Главная страница ИД «Первого сентября»Главная страница газеты «Первое сентября»Содержание №20/2012
Четвертая тетрадь
Идеи. Судьбы. Времена

ИМЯ И СЛОВО


Шеваров Дмитрий

Воспитание у камина

Домашняя педагогика Измаила Срезневского

Я прочитал несколько страниц этих мемуаров ранней осенью. Прошло много дней, и, казалось бы, прочитанное должно было заслониться новыми впечатлениями, но оно продолжало жить во мне. Вспоминались какие-то старинные обороты, кажущиеся забавными сегодня и оттого еще более милые: «мы с матушкой моей», «отец говаривал», «хлопотали по домашеству», «на склоне моих лет»… Что описывается на этих страницах? Да вроде бы обычная жизнь интеллигентной семьи девятнадцатого века. Сын вспоминает отца. Рассказывает, как и чем отец с ним занимался, куда они ездили и что они вместе видели.
Все это, кажется, есть и сейчас: мы, как умеем, занимаемся с нашими детьми и в глубине души надеемся, что они тоже когда-нибудь вспомнят об этом. Мы решаем с ними задачи, водим на кружки или в музыкальную школу, торопимся прочитать им заданные на лето книги… Но что-то изменилось в атмосфере наших занятий с детьми. В девятнадцатом веке это было как-то увлекательнее, было больше возвышенности и тайны – как для детей, так и для взрослых. В чем же тут дело? Ну не в камине же, у которого вечерами собиралась большая семья…
Разница тут, похоже, в том, что задания для занятий с детьми нам сегодня чаще всего приходят извне – из детского сада, из школы, из социума, из интернета в конце концов. В XIX импульс был внутренним, поручение родителям приходило будто бы свыше. В этом было не только осознание своего долга, но и огромный собственный интерес. А интерес был в том, чтобы увлекать детей тем, чем ты сам увлечен. Чем ты готов сам заниматься с утра до ночи, потому что это твое любимое, заветное, главное в жизни. И тогда ребенок не просто шел дорогой знаний, протоптанной за него другими, он за руку с отцом или мамой продирался через джунгли неведомого. Он чувствовал себя первооткрывателем, а не «ботаником-зубрилкой», которому надо сдать в перспективе ЕГЭ и на радость родителем (но не себе) поступить в престижный вуз.

• ФРАГМЕНТЫ ДАННЫХ:
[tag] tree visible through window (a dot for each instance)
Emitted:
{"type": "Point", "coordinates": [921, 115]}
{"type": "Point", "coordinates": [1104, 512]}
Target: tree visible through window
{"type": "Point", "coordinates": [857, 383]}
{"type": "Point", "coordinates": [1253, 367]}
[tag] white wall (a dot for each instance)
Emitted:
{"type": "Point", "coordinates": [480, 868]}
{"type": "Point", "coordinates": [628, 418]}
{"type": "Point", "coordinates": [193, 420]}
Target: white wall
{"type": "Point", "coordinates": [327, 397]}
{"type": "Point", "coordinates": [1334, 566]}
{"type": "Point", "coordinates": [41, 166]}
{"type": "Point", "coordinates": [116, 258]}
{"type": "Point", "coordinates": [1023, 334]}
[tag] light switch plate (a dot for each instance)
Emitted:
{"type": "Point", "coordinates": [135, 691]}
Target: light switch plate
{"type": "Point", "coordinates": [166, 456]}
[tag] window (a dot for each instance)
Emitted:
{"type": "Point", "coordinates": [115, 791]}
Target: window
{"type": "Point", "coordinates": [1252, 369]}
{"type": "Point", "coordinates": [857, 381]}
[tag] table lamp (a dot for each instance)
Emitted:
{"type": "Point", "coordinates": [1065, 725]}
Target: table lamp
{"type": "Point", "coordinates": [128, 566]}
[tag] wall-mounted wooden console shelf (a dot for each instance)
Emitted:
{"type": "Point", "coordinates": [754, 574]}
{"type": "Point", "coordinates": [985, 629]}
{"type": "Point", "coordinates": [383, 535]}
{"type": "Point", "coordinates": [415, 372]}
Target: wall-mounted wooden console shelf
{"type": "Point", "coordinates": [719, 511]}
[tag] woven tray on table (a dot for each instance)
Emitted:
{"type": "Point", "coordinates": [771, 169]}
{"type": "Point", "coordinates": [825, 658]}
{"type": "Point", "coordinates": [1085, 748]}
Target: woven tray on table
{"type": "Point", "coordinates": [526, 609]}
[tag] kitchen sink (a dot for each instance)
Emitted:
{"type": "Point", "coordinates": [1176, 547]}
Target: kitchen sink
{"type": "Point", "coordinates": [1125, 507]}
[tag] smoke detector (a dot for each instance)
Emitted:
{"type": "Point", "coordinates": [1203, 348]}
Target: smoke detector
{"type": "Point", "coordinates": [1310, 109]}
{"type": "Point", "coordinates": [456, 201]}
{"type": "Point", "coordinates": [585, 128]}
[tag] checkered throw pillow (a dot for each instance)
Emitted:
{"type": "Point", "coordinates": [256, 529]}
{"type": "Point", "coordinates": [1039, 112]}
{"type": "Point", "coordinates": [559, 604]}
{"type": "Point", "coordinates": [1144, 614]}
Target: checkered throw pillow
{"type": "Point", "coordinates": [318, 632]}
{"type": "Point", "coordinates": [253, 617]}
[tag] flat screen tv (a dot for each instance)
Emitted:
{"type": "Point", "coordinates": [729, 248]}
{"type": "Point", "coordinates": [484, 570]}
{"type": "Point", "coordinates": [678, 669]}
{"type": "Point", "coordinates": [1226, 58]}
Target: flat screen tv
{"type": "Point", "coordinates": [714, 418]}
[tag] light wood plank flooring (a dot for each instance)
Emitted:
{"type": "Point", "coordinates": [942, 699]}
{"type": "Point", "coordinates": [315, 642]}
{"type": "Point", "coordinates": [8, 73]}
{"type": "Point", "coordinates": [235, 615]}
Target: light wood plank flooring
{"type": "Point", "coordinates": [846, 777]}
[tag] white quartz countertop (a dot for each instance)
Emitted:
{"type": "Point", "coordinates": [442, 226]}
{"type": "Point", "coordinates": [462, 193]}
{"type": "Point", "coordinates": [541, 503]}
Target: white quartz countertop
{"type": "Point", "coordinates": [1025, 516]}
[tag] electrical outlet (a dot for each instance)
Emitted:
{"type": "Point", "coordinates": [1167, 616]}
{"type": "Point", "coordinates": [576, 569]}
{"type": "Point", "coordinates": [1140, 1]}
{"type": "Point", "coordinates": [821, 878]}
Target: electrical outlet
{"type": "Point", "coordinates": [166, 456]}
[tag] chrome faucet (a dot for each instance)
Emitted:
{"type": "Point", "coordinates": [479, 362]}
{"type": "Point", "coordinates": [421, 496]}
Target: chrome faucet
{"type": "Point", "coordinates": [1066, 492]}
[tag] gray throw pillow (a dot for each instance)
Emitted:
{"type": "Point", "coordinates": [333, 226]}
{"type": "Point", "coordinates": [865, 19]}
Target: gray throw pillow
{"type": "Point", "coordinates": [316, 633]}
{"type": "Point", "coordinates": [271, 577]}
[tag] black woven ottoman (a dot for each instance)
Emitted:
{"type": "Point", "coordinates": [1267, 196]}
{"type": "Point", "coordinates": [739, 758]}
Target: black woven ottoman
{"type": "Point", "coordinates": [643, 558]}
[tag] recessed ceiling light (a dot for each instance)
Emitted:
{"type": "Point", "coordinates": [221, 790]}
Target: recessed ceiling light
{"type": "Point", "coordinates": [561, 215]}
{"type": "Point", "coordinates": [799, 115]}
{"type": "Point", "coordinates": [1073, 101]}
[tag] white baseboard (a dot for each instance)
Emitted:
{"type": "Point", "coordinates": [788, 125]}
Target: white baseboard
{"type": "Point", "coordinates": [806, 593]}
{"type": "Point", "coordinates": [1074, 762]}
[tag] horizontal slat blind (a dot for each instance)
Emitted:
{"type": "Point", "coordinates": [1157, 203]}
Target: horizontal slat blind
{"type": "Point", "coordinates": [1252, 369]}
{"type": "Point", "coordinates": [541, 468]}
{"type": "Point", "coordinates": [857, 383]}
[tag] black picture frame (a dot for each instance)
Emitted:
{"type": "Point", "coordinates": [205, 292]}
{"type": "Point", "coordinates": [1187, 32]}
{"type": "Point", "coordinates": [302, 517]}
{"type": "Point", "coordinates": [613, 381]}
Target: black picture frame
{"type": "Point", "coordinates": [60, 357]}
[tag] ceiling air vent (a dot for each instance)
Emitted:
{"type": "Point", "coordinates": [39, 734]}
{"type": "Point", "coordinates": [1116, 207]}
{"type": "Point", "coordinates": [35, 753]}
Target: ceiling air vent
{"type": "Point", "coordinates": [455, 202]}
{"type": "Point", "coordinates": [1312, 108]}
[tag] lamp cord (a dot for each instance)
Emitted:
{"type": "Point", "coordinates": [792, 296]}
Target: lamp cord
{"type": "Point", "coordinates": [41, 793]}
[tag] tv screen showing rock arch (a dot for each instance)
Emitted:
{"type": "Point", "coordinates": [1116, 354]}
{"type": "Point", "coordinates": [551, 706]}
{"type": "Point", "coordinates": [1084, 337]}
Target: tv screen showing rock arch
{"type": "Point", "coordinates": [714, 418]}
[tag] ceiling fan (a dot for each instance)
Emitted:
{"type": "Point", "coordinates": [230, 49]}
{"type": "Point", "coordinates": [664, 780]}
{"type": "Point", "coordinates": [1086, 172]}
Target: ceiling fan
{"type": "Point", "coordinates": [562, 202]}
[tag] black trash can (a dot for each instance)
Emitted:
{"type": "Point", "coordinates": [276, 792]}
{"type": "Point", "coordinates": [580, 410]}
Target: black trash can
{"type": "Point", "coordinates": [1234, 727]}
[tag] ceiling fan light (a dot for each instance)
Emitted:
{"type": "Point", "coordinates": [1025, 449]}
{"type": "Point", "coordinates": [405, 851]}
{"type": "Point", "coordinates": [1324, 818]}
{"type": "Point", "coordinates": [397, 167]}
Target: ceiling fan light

---

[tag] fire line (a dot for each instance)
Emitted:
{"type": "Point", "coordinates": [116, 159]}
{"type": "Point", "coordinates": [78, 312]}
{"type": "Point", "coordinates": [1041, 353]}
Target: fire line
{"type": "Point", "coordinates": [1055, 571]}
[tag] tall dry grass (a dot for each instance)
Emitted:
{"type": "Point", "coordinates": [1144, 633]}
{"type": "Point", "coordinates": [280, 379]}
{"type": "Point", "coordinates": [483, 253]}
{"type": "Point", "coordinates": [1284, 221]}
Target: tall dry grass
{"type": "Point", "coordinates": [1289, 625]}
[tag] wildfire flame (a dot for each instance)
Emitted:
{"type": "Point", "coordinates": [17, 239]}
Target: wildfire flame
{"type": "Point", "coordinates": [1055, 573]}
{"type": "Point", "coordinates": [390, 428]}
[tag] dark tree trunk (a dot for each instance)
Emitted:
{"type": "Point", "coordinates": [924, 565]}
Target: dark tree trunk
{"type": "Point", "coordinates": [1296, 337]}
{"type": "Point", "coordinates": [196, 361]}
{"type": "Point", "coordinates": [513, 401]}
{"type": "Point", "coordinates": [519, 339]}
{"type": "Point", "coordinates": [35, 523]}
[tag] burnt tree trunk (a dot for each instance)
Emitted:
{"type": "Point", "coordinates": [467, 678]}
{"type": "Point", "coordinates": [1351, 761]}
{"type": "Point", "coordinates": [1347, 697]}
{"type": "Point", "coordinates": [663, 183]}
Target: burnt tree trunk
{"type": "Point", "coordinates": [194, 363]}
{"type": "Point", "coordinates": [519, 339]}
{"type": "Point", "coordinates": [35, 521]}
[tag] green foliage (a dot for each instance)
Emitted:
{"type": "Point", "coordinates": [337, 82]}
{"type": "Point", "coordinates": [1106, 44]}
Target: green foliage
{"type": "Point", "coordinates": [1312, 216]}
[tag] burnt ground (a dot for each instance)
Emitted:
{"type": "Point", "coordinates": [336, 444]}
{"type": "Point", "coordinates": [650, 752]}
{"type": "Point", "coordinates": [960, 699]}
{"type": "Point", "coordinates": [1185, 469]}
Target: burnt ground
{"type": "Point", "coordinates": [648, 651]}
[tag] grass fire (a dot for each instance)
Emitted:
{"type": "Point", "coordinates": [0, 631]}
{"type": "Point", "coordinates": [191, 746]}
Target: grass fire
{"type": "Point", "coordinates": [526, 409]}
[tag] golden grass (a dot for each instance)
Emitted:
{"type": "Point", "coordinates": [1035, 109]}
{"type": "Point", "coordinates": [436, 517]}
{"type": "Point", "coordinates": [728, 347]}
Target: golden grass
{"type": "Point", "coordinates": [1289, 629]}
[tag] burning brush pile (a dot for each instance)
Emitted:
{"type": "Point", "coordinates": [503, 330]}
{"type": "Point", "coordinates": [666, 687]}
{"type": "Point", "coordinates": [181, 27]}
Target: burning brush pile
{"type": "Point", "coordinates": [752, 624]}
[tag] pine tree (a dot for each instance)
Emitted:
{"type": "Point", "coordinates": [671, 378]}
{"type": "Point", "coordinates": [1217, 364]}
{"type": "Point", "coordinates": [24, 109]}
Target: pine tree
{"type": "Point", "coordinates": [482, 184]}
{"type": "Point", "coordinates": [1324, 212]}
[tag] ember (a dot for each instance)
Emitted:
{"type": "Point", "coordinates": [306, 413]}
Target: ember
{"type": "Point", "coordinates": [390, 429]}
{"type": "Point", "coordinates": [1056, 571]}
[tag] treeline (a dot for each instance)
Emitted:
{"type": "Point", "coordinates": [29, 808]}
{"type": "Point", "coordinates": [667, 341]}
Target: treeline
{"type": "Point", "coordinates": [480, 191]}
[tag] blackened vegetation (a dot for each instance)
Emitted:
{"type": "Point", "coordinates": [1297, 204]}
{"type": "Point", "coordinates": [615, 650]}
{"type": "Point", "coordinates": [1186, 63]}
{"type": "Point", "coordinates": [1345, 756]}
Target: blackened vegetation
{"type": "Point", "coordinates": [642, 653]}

• ЧТО СДЕЛАТЬ: Перепишите дословно отрывок исходного текста между «Воспитание у камина» и «они вместе видели.», включая оба эти места.

• РЕШЕНИЕ:
Воспитание у камина

Домашняя педагогика Измаила Срезневского

Я прочитал несколько страниц этих мемуаров ранней осенью. Прошло много дней, и, казалось бы, прочитанное должно было заслониться новыми впечатлениями, но оно продолжало жить во мне. Вспоминались какие-то старинные обороты, кажущиеся забавными сегодня и оттого еще более милые: «мы с матушкой моей», «отец говаривал», «хлопотали по домашеству», «на склоне моих лет»… Что описывается на этих страницах? Да вроде бы обычная жизнь интеллигентной семьи девятнадцатого века. Сын вспоминает отца. Рассказывает, как и чем отец с ним занимался, куда они ездили и что они вместе видели.